* _Requirement_: Transcribe, word for word and without additions, each line below from the one containing "319L57 322H82L89 320V311L80" through the one containing "positive clicks: (52, 313)", both ends included.

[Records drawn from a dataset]
↓↓↓

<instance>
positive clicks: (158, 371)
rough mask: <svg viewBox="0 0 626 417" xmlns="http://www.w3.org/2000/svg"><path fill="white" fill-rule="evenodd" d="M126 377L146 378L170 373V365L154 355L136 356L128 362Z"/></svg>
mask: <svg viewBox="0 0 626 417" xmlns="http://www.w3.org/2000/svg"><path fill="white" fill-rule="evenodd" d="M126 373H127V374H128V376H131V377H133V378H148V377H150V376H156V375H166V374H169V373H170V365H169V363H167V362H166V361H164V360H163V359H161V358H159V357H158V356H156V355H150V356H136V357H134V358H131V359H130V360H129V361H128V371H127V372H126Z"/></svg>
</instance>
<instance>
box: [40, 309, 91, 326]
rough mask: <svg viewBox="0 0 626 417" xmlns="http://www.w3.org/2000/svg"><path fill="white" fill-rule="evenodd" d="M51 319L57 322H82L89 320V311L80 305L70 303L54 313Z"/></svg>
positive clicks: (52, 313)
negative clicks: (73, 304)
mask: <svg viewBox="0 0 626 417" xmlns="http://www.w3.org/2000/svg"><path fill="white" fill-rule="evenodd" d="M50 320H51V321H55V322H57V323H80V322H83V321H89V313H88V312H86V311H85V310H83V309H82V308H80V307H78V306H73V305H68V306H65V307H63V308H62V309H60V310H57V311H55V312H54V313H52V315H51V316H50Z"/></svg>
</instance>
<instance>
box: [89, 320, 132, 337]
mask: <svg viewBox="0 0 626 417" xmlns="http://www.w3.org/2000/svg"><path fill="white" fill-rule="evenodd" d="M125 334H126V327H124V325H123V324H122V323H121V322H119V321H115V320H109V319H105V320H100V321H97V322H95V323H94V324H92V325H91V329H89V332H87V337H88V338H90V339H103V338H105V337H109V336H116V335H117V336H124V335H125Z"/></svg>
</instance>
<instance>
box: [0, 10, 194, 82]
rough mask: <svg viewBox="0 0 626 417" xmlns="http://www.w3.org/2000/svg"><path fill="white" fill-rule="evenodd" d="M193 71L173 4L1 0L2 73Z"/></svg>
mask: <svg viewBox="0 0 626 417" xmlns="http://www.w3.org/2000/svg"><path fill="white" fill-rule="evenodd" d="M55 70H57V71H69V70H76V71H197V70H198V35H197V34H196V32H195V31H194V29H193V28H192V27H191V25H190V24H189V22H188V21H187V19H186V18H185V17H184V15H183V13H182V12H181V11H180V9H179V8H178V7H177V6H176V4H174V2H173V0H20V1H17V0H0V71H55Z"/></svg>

↑↑↑

* _Completed task_:
rough mask: <svg viewBox="0 0 626 417" xmlns="http://www.w3.org/2000/svg"><path fill="white" fill-rule="evenodd" d="M51 319L57 322H82L89 320V311L80 305L70 303L54 313Z"/></svg>
positive clicks: (52, 313)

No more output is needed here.